Would you repeat the listing exactly but omit every picture?

EXTRACTED MATERIAL:

======

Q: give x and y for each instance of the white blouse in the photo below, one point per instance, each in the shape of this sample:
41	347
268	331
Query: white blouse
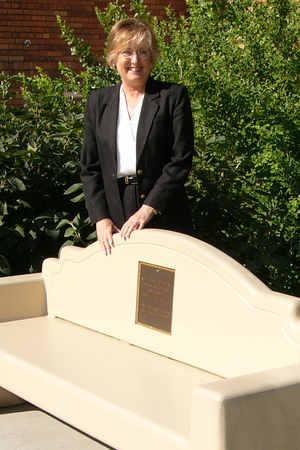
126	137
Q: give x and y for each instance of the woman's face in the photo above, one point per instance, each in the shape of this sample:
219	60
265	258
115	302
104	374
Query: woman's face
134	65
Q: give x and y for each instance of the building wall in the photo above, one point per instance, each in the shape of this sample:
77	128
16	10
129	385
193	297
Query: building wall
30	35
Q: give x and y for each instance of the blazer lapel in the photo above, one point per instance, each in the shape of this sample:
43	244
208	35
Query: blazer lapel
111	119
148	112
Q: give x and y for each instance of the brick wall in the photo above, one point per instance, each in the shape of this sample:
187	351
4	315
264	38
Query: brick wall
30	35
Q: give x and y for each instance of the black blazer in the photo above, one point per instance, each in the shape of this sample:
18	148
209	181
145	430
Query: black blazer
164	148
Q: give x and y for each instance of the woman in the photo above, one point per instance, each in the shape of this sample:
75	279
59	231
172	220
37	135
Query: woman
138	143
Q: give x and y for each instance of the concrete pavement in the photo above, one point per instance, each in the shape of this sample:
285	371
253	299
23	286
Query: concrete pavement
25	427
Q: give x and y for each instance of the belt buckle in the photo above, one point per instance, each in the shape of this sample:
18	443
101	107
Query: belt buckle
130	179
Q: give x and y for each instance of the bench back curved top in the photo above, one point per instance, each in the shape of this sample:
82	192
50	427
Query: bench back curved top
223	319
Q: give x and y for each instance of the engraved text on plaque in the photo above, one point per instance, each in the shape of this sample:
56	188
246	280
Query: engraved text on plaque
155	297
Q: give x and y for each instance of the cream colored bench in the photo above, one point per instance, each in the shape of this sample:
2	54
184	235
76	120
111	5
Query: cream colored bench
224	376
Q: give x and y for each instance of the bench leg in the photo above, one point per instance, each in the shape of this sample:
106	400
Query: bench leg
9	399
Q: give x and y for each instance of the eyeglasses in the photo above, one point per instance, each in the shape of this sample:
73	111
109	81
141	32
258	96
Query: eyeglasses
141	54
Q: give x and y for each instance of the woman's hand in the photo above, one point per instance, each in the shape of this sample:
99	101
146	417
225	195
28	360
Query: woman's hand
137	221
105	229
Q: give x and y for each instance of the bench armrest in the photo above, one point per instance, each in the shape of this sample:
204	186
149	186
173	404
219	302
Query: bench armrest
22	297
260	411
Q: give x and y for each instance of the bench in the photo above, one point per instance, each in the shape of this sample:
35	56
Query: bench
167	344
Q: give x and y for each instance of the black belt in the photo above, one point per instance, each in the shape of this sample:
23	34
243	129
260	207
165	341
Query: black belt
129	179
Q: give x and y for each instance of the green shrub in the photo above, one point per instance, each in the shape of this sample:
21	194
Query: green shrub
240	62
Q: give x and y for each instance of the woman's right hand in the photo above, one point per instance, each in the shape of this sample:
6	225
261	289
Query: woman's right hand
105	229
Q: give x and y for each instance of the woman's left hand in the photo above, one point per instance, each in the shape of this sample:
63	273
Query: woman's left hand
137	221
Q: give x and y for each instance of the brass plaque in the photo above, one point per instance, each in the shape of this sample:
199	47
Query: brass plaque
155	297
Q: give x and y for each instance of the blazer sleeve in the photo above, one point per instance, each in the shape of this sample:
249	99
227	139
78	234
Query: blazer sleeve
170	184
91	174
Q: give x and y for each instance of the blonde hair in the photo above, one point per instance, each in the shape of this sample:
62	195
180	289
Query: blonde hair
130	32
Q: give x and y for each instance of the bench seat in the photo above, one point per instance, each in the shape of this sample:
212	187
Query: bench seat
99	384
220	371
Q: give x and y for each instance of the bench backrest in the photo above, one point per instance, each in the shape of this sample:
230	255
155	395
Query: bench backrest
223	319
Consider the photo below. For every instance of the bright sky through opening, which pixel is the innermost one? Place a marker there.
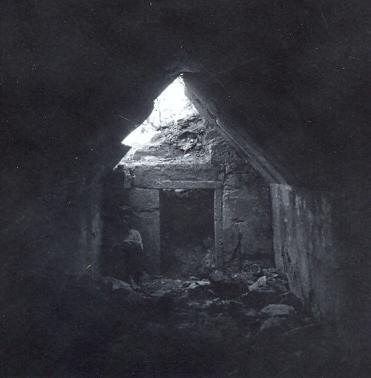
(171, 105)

======

WRITTEN ANSWER:
Q: give x and y for each instance of the white blouse in the photo below, one point per instance, each in the shape of this sample:
41	347
268	331
Query: white blouse
126	137
Q: give x and y for each instance of the woman's face in the photo above, one point per instance, each in the shape of this sample:
219	60
265	258
115	302
104	374
Query: woman's face
134	65
Q: give x and y for each instance of the building wall in the photo above, one point per instance, each in the shape of this sample:
77	128
16	10
129	385
193	297
Query: building wall
30	35
Q: give x and y for each instance of the blazer lapel in the photo above, one point per instance, each in the shape of this sample:
43	244
208	35
Query: blazer lapel
111	119
148	112
Q: give x and y for each instance of the brick wall in the photo above, one point per instance, each in the shape of this sample:
187	351
4	315
264	38
Query: brick wall
30	35
Q: give x and y for each instance of the black blazer in the photo above, one point per instance, each in the shape of this sample:
18	148
209	181
145	430
Query: black blazer
164	148
Q: give x and y for each instance of the woman in the photo above, one point per instance, each in the shape of this sample:
75	279
59	231
172	220
37	135
Query: woman
138	143
Q: give x and y for each instance of the concrete pavement in the photo above, one point per instance, each in the shape of this sample:
285	371
253	299
23	286
Query: concrete pavement
25	427
Q: give x and y for each instance of the belt buckle in the photo above, one point per instance, each in the shape of this sample:
18	443
101	107
Query: belt buckle
130	179
Q: give x and y for each instance of the bench back curved top in the photo above, one point per instance, each in the shape of this sample:
82	192
50	427
Query: bench back curved top
223	319
Q: give x and y for each instance of the engraved text on plaque in the photo above, one point per instance, each in the shape of this sample:
56	188
246	280
Query: engraved text on plaque
155	297
Q: give x and y for each instance of the cream colored bench in the photo above, one point per instance, each in the shape of this sample:
2	54
184	235
76	120
111	5
Query: cream colored bench
224	376
Q: give x and y for each instance of the bench leg in the photo above, one point per instance, each in the shape of this sample:
106	400
Query: bench leg
9	399
Q: give x and y for each instance of the eyeglasses in the photo above, one point per instance, each in the shape of this sample:
73	111
109	81
141	32
258	96
Query: eyeglasses
141	54
Q: give x and y for each instance of the woman's hand in the photo above, one point per instance, each in the shape of this sample:
99	101
146	417
225	195
28	360
Query: woman's hand
137	221
105	229
Q: give x and y for each instance of the bench armrest in the photo above, one point per instance, each in the shape of this sample:
204	186
149	186
173	404
219	302
Query: bench armrest
22	297
260	411
Q: give x and y for each instance of the bench in the photo above, one point per instance, each in the shape of this sample:
35	56
Query: bench
167	344
Q: give x and y for each instance of the black belt in the photo above, one point per instance, each in the shape of this sample:
23	34
243	129
260	207
165	341
Query: black belt
129	179
Q: give x and y for each instance of the green shrub in the photo above, one point per instance, each in the shape of this sample:
21	194
Query: green shrub
240	62
Q: give x and y for each instance of the woman's right hand in the photo above, one point per instance, each in the shape of this sample:
6	225
261	289
Query: woman's right hand
105	229
Q: give x and y for each instance of the woman's left hand in the photo above, one point per instance, each in the shape of this sample:
63	273
Query: woman's left hand
137	221
Q: give x and y for each instance of the brass plaque in the photo above, one point per instance, each in the shape of this sample:
199	47
Query: brass plaque
155	297
Q: give x and y for each instance of the blazer sleeve in the photo above, one point per instance, each in the shape of this sample:
249	99
227	139
78	234
Query: blazer sleeve
170	184
91	174
Q: give x and y for each instance of the blonde hair in the photo above, one point per instance, each in the shape of this sample:
62	195
180	289
Query: blonde hair
130	32
Q: give x and y for each instance of the bench seat in the photo above, one point per instance, each in the shape of this sample:
212	187
Query: bench seat
99	384
220	371
Q: give x and y for each instance of the bench backrest in the photo above, one point per instance, each in the shape of this sample:
230	255
155	395
Query: bench backrest
223	319
Consider the photo below. For every instance of the bright sky through opening, which pixel is the innermost one? Place a marker there.
(171, 105)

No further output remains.